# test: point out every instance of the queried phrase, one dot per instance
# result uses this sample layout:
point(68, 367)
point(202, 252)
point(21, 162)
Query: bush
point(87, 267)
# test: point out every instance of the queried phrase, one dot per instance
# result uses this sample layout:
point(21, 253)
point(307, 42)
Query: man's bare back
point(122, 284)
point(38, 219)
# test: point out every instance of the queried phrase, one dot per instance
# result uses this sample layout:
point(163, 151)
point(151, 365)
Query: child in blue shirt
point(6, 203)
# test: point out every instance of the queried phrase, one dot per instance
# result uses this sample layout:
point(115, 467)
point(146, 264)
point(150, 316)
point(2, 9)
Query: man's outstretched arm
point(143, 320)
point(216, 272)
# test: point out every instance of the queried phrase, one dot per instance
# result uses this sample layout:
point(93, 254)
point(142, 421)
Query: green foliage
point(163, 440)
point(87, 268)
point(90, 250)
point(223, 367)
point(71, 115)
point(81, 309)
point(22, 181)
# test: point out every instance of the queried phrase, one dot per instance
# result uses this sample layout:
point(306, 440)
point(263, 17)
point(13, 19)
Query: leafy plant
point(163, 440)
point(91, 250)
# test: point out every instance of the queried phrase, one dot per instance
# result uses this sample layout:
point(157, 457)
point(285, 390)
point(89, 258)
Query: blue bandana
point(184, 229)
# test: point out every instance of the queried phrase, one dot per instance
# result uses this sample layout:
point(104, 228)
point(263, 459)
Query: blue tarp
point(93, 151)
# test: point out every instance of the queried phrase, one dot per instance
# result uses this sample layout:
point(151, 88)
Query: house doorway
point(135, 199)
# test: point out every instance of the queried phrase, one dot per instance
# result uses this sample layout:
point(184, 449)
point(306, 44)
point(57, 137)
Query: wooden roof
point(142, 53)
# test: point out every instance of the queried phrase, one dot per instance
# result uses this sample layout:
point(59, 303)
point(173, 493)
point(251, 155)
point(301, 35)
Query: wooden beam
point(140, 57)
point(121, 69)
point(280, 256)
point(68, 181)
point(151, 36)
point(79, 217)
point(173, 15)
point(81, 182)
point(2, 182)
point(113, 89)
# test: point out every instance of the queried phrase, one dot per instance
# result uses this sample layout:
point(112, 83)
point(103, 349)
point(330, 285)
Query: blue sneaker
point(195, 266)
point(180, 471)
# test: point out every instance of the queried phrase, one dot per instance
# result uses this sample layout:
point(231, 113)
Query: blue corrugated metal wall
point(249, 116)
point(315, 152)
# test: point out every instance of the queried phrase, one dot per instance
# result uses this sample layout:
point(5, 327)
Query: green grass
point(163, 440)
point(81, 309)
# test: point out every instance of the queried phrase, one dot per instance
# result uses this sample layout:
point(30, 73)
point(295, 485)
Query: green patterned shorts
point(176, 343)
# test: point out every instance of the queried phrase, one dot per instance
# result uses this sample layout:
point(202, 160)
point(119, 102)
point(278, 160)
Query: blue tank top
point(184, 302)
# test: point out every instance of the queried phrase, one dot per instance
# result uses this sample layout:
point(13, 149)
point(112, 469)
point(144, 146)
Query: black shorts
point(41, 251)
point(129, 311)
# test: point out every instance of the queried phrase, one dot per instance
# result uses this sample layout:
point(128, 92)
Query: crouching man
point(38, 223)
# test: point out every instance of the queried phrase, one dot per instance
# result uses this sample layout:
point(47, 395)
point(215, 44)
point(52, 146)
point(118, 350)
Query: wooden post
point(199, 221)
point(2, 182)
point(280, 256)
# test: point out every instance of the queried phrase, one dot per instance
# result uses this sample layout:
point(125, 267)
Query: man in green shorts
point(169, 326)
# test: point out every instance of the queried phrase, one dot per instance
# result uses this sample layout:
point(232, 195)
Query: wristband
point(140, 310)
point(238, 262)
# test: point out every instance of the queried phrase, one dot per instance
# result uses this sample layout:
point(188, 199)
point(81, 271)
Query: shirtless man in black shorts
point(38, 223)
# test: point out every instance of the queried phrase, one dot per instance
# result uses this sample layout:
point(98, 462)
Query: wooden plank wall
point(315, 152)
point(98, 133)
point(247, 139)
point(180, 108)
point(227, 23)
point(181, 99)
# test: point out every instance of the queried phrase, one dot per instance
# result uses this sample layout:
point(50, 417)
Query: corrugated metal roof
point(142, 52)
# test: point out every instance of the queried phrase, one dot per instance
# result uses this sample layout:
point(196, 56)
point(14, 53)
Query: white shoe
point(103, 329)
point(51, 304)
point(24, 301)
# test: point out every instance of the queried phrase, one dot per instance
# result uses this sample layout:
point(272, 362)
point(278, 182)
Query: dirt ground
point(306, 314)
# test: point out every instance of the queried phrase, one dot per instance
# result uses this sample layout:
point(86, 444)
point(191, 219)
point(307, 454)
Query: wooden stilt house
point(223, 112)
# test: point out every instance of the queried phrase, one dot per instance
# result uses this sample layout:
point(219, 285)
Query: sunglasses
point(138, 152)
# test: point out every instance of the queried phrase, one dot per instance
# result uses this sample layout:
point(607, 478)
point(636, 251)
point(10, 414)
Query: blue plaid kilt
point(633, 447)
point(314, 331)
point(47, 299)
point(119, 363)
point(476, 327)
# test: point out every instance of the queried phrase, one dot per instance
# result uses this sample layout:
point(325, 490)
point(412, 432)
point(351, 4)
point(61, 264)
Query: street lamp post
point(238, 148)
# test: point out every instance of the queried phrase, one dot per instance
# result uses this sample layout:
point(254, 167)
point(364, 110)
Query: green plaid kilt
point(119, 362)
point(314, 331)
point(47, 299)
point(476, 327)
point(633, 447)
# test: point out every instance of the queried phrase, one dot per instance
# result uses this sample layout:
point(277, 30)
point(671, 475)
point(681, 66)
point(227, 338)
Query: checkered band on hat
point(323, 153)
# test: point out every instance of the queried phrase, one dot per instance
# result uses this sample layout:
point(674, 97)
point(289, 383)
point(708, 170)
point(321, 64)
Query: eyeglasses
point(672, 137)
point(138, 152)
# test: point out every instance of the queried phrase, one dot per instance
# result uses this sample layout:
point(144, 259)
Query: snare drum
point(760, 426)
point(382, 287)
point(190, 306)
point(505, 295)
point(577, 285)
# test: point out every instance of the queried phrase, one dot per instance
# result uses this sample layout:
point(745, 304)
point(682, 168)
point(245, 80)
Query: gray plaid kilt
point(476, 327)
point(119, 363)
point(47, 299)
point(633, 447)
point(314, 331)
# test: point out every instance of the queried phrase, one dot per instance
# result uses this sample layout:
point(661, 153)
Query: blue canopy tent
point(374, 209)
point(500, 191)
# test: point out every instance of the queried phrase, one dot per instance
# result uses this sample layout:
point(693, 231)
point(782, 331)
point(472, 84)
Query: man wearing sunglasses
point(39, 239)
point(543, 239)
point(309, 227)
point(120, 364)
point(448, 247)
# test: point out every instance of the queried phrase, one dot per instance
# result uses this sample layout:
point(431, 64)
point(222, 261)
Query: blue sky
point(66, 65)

________________________

#### TASK STATEMENT:
Starting at the first line of the entries above and ending at the line that contains "point(6, 203)", write out every line again. Move each answer coordinate by adding 114 to both of its numbers, and leave all other lines unchanged.

#### SOLUTION FOR THIS EXERCISE:
# test: point out every instance of the queried phrase, one dot per instance
# result uses this sample layout:
point(68, 367)
point(202, 252)
point(21, 162)
Query: bush
point(201, 381)
# test: point out every instance of the queried phrase, one dot per instance
# result uses this sample layout:
point(21, 253)
point(307, 42)
Query: man's bare back
point(236, 398)
point(152, 333)
# test: point out every instance of the queried phrase, one dot per instance
# result uses this sample layout:
point(163, 151)
point(151, 365)
Query: child in blue shirt
point(120, 317)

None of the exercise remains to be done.